THE INPUT:
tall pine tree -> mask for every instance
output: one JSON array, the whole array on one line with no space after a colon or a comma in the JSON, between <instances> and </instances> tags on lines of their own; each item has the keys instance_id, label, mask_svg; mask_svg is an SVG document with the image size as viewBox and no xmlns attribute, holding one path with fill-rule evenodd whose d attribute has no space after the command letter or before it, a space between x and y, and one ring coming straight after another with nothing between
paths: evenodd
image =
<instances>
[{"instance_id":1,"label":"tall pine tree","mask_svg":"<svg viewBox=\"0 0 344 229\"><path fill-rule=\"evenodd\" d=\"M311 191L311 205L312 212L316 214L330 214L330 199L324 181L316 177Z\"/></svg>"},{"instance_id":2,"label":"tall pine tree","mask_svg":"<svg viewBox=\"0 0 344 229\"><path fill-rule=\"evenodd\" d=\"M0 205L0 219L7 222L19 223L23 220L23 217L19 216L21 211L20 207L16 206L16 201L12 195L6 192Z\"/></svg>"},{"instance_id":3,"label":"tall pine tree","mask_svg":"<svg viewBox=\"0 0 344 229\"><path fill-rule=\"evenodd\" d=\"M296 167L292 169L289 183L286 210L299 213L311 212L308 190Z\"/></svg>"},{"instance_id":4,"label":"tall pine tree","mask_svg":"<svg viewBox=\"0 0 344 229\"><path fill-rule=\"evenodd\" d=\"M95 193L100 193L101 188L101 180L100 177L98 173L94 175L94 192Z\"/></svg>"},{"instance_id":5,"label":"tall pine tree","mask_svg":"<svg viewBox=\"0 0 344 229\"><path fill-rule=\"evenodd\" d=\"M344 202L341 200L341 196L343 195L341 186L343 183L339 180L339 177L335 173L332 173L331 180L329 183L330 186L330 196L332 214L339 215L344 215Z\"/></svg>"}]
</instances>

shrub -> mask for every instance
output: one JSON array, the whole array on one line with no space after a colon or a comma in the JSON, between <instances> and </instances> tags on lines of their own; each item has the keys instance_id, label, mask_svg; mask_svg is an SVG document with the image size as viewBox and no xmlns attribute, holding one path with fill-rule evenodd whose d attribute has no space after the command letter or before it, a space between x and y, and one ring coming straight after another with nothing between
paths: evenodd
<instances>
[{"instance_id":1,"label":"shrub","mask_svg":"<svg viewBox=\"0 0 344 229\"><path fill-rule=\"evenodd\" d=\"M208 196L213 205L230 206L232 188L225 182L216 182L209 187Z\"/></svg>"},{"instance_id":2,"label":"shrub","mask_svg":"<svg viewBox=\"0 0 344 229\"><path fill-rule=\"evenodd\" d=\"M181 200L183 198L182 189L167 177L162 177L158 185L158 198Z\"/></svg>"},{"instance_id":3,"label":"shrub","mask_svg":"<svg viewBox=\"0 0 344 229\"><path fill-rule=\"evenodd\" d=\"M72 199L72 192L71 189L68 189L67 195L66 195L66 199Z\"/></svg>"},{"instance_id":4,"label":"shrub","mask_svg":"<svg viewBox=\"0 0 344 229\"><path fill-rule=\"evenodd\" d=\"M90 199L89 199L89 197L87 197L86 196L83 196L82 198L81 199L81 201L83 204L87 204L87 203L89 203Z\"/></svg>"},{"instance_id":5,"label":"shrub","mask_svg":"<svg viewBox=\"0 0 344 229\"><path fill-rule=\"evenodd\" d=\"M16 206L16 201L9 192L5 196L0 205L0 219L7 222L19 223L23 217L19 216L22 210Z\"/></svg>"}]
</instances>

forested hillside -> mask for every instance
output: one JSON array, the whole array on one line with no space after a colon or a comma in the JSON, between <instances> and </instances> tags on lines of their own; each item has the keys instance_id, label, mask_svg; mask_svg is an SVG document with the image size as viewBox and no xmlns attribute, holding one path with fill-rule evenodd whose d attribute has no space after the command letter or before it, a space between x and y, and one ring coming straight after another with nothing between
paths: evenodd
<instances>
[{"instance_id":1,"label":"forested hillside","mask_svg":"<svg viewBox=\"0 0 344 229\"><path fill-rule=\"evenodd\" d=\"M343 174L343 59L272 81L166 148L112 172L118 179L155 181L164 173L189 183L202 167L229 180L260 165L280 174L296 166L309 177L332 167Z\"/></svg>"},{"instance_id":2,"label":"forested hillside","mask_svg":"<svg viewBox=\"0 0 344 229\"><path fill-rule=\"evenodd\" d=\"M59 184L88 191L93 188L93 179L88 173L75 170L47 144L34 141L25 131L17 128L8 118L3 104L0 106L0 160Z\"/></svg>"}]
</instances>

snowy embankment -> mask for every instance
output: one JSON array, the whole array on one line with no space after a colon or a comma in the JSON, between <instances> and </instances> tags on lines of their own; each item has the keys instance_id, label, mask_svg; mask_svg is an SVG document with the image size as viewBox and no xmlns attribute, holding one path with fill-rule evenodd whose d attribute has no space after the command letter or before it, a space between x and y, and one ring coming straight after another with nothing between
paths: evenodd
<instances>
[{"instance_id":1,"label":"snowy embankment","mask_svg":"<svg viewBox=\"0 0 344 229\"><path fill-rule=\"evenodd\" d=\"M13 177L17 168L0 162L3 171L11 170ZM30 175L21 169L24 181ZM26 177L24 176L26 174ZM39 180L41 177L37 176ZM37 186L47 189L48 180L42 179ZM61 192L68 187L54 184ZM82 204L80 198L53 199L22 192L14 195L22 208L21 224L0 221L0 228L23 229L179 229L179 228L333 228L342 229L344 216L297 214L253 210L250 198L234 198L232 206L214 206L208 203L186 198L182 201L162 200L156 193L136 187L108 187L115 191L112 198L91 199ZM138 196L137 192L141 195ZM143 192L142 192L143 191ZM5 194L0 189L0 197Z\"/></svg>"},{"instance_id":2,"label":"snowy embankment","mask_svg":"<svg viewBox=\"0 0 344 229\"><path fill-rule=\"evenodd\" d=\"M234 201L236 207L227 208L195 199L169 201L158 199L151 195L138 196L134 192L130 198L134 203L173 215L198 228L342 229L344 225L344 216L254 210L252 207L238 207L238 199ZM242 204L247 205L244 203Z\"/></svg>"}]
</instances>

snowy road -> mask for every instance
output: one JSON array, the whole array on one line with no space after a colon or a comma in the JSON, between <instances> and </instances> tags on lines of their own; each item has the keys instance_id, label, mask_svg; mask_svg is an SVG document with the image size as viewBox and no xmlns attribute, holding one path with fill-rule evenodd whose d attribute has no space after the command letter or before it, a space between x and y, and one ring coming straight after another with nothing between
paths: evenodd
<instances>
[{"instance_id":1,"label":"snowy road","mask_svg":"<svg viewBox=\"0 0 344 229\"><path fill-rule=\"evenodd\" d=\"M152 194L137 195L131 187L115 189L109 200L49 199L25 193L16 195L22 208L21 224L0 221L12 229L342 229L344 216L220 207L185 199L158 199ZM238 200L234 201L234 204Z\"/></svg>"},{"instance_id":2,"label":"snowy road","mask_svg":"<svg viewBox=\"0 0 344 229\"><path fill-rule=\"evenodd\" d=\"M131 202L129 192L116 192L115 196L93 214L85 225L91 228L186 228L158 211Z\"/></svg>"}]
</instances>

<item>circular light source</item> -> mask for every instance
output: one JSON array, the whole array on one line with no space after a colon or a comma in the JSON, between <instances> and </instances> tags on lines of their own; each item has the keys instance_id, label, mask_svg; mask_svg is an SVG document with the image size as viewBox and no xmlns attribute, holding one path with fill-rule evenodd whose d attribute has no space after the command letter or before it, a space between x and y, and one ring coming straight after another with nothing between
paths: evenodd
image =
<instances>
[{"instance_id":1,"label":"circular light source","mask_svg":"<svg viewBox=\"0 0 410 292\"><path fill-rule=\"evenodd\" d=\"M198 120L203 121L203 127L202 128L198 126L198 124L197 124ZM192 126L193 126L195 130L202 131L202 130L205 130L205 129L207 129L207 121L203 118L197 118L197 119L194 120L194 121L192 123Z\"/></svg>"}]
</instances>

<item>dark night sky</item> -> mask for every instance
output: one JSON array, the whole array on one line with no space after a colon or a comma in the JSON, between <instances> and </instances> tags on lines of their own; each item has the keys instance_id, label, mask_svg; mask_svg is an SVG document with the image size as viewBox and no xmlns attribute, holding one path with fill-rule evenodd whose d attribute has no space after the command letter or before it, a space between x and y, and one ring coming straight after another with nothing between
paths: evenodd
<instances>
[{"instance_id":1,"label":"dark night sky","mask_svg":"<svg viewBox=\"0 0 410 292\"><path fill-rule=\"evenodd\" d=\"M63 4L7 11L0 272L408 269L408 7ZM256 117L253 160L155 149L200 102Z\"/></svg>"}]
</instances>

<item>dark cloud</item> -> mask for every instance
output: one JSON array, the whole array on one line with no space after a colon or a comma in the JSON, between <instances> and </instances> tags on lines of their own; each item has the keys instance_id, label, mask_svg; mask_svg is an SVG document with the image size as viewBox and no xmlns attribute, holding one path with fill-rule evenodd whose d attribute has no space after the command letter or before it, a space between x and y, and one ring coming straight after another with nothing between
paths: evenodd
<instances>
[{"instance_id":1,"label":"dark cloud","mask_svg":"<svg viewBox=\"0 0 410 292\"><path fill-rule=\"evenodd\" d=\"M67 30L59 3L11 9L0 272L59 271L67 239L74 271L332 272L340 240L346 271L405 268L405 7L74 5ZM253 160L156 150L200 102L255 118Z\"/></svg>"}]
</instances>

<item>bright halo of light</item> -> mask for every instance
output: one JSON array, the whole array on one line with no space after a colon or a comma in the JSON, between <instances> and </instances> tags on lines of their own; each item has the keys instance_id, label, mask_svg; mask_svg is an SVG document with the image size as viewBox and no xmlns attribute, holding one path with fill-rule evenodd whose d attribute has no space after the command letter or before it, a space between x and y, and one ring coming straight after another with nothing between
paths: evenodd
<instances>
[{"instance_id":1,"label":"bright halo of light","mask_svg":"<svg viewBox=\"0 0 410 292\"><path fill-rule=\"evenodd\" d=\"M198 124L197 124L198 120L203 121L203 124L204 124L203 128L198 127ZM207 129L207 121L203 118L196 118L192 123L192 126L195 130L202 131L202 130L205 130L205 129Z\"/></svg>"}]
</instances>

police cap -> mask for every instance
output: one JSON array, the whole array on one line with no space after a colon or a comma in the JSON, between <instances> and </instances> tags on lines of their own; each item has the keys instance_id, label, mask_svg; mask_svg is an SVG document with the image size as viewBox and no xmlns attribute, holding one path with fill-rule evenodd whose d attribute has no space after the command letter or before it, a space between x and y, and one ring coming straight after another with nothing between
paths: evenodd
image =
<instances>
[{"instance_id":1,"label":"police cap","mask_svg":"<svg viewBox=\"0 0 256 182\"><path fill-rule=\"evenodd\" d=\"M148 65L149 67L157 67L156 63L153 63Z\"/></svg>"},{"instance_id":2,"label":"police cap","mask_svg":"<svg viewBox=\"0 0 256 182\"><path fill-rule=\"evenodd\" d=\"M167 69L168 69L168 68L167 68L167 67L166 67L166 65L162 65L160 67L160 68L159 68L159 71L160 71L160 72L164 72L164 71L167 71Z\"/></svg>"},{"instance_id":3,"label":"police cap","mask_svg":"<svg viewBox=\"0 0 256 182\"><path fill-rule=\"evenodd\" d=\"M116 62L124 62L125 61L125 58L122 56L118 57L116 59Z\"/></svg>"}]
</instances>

SHORT TASK: Return every line of the records that contains the string "night".

CORRECT OUTPUT:
<item>dark night sky</item> -> mask for every instance
[{"instance_id":1,"label":"dark night sky","mask_svg":"<svg viewBox=\"0 0 410 292\"><path fill-rule=\"evenodd\" d=\"M63 4L7 11L0 272L408 269L408 7ZM256 117L253 160L155 149L200 102Z\"/></svg>"}]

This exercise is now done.